| Exercise instructions |
• a. In the post on guild taxes, what does the writer call the economically best means of taxation?
• b. Rewrite the records from the line containing "Target: tree" down to the end of the records, swapping "thatched roof hut" for "straw-roofed hut" and keeping everything else unchanged.

| Passage provided |
** begin **

Guilds and taxes

Where it comes to World of Warcraft economics, the Greedy Goblin resonates the strongest with my thinking. He posted recently on guild “taxes”. I put taxes in square quotes because there’s a major difference in what a guild does to collect these “taxes” versus what a government does to get money out of their citizens.

A guild is a voluntary association, set up in the game by using the various amenities that Blizzard provides to guild leaders to provide for pooling of resources. A government is “an institution that holds the exclusive power to enforce certain rules of social conduct in a given geographical area.” The guild leader can enforce his rules by restricting a person’s access to these pooled resources, or to even kick the offending player out of the guild. A government can use its police powers to extract a person’s property and worse.

So if a player doesn’t pay their “tax”, the worst that can happen is they are not in the guild anymore. Calling it a “tax” confuses the difference between a guild and a government.

As far as what it takes to fund a government, I can tell you what I learned in the way to get my economics degree. Along the way, I took a course that discussed and analyzed taxation. The fixed fee, “head tax”, is the economically best means of taxation.

** end **

| Exercise materials |

** begin **

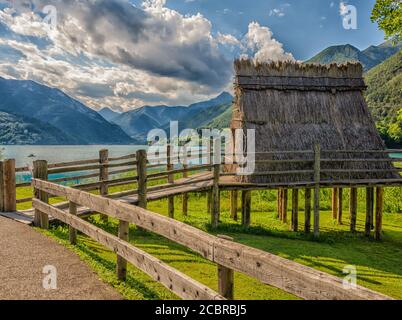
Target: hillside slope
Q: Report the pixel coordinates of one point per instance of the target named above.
(31, 99)
(19, 130)
(384, 95)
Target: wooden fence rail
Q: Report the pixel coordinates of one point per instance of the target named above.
(287, 275)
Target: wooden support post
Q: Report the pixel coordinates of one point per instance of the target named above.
(72, 233)
(41, 219)
(340, 205)
(246, 208)
(379, 212)
(295, 210)
(226, 278)
(353, 209)
(369, 210)
(2, 191)
(141, 157)
(215, 206)
(307, 211)
(10, 191)
(335, 195)
(284, 206)
(279, 204)
(185, 175)
(170, 167)
(233, 204)
(121, 266)
(317, 179)
(104, 176)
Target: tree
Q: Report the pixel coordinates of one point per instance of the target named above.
(388, 15)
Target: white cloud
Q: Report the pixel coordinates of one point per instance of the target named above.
(260, 40)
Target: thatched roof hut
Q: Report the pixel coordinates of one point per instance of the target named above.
(293, 106)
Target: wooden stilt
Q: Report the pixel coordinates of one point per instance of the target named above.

** end **

| Complete answers |
• a. The fixed fee, or "head tax."

• b.
Target: tree
Q: Report the pixel coordinates of one point per instance of the target named above.
(388, 15)
Target: white cloud
Q: Report the pixel coordinates of one point per instance of the target named above.
(260, 40)
Target: straw-roofed hut
Q: Report the pixel coordinates of one point per instance of the target named above.
(293, 106)
Target: wooden stilt
Q: Report the pixel coordinates of one point per instance of the target named above.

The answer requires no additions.